┌─ Records
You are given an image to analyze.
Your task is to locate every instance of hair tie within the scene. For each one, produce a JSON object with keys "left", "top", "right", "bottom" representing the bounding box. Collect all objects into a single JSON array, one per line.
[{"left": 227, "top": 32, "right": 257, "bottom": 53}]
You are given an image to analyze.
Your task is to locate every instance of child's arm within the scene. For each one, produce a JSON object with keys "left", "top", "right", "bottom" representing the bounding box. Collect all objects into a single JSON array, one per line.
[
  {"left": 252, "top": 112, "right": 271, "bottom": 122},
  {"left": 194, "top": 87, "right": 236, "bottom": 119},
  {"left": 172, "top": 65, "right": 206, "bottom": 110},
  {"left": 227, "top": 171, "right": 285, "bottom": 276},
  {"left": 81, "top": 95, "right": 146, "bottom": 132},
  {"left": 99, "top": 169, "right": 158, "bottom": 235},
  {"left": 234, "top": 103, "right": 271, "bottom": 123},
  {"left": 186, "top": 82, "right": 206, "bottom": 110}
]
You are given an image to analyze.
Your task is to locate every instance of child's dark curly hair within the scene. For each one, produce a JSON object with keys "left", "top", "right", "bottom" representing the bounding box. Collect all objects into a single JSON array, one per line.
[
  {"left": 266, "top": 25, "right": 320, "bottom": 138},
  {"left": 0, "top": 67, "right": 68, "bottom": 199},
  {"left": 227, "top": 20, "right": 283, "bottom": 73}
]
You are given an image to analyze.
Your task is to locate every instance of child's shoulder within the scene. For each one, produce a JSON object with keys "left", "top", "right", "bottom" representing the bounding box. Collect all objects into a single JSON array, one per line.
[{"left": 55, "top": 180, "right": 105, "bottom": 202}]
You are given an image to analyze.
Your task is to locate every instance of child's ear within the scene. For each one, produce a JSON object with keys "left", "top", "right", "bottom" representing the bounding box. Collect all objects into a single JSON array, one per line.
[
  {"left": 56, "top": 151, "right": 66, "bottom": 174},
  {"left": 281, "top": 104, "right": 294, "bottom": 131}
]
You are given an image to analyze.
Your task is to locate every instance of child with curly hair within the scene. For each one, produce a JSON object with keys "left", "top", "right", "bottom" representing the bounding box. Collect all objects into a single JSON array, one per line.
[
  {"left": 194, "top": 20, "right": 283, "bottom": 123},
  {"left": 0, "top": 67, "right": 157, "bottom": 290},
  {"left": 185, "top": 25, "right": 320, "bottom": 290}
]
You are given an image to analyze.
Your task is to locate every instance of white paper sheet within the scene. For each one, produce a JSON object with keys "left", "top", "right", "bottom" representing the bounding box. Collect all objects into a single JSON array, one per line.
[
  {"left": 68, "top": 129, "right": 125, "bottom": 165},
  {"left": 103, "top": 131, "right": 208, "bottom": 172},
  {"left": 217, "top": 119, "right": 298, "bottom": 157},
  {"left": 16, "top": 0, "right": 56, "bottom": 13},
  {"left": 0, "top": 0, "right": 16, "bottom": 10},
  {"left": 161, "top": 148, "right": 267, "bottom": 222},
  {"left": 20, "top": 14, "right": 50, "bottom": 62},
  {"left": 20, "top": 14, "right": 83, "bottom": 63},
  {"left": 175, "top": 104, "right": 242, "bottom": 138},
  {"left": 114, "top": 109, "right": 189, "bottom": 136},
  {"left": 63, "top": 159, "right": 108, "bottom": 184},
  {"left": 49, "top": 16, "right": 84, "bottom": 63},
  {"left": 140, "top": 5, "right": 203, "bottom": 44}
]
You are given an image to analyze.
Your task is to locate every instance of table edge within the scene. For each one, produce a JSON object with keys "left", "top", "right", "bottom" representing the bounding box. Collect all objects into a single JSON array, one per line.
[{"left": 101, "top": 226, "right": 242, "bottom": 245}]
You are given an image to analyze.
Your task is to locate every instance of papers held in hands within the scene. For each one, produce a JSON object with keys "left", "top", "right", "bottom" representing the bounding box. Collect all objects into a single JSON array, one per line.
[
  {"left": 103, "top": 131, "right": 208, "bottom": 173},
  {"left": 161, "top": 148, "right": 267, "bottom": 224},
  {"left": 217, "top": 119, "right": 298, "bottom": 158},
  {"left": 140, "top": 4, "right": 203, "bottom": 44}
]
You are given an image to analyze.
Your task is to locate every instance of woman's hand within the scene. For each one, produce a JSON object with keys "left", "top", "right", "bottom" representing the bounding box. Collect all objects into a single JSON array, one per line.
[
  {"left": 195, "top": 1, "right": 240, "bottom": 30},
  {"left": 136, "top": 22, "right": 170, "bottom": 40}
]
└─
To do: Repeat the entries. Keep each one exactly as written.

Reply:
You are given an image to analyze.
Your task is to locate every instance of hair tie within the scene. For each one, produce a JSON object with keys "left", "top", "right", "bottom" representing the bounding box. Collect all objects into a single JSON array, one per line.
[{"left": 227, "top": 32, "right": 257, "bottom": 53}]
You are given an image to analyze.
Your task is to locate every instance of child's arm within the scene. For each one, produce a JSON object with keys "left", "top", "right", "bottom" representing the bounding box. Collect all objects into a single JSON array, one per line.
[
  {"left": 252, "top": 112, "right": 271, "bottom": 122},
  {"left": 194, "top": 87, "right": 236, "bottom": 119},
  {"left": 172, "top": 65, "right": 206, "bottom": 110},
  {"left": 227, "top": 171, "right": 285, "bottom": 276},
  {"left": 81, "top": 95, "right": 146, "bottom": 132},
  {"left": 99, "top": 169, "right": 158, "bottom": 235},
  {"left": 234, "top": 103, "right": 271, "bottom": 123},
  {"left": 186, "top": 82, "right": 206, "bottom": 110}
]
You are given an image to analyze.
Your task is to locate every instance of child's dark curly hair within the scene. For each one, produce a JSON object with keys "left", "top", "right", "bottom" representing the bounding box. Collect all objects into a single JSON array, one per line.
[
  {"left": 266, "top": 25, "right": 320, "bottom": 138},
  {"left": 0, "top": 67, "right": 68, "bottom": 199},
  {"left": 227, "top": 20, "right": 283, "bottom": 73}
]
You are given an image to analyze.
Your task is to locate every instance of child's shoulder within the scene. For each one, produce a JSON object with keys "left", "top", "right", "bottom" representing the bounding box. Collect all objects into a single JSON array, one per line.
[{"left": 55, "top": 180, "right": 105, "bottom": 202}]
You are given an image to analyze.
Your task is to locate every instance of child's ear within the scene. For each one, produce a JSON object with keys "left", "top", "right", "bottom" representing the bounding box. Collect all objects into a single JSON array, one per line.
[
  {"left": 56, "top": 151, "right": 66, "bottom": 174},
  {"left": 281, "top": 104, "right": 294, "bottom": 131}
]
You are given an image to analyze.
Your task is to locate every instance of child with curly hair within the scene. For each one, produce a JSON object with keys "left", "top", "right", "bottom" representing the bounding box. Collect all objects into a single JSON array, one per line.
[
  {"left": 194, "top": 20, "right": 283, "bottom": 123},
  {"left": 0, "top": 67, "right": 157, "bottom": 290},
  {"left": 185, "top": 25, "right": 320, "bottom": 290}
]
You are given an image to analyze.
Your task is to locate every instance of white paper sheet within the scene. For each one, produce a JSON object with keys "left", "top", "right", "bottom" representing the bounding box. Collect all objects into a single JSON array, one per line.
[
  {"left": 68, "top": 129, "right": 125, "bottom": 165},
  {"left": 103, "top": 131, "right": 208, "bottom": 172},
  {"left": 217, "top": 119, "right": 298, "bottom": 157},
  {"left": 16, "top": 0, "right": 56, "bottom": 13},
  {"left": 0, "top": 0, "right": 16, "bottom": 10},
  {"left": 161, "top": 148, "right": 267, "bottom": 222},
  {"left": 20, "top": 14, "right": 50, "bottom": 62},
  {"left": 20, "top": 14, "right": 83, "bottom": 63},
  {"left": 175, "top": 104, "right": 242, "bottom": 138},
  {"left": 114, "top": 109, "right": 189, "bottom": 136},
  {"left": 63, "top": 159, "right": 108, "bottom": 184},
  {"left": 49, "top": 16, "right": 84, "bottom": 63},
  {"left": 140, "top": 5, "right": 203, "bottom": 44}
]
You are given an image to analyze.
Your task is to locate every instance of table edge within the scene. For each one, produce a JSON object with keys "left", "top", "right", "bottom" representing the bounding box. Collect all objects into a single JSON array, one per line.
[{"left": 101, "top": 226, "right": 242, "bottom": 245}]
You are given an image to analyze.
Your task is to locate every instance of papers held in hands within the scene. For each one, produce a JSON object with keys "left", "top", "right", "bottom" representing the bounding box. Collect all objects into a single JSON array, one per line.
[
  {"left": 103, "top": 131, "right": 208, "bottom": 173},
  {"left": 161, "top": 148, "right": 267, "bottom": 224},
  {"left": 217, "top": 119, "right": 298, "bottom": 158},
  {"left": 140, "top": 4, "right": 203, "bottom": 44}
]
You are given an image to analyze.
Your task is to locate every instance of woman's hand within the scene. For each one, produce a JSON object with keys "left", "top", "right", "bottom" representing the bounding box. Collect all objects into a single JSON array, one per line.
[
  {"left": 195, "top": 1, "right": 240, "bottom": 30},
  {"left": 136, "top": 22, "right": 170, "bottom": 40}
]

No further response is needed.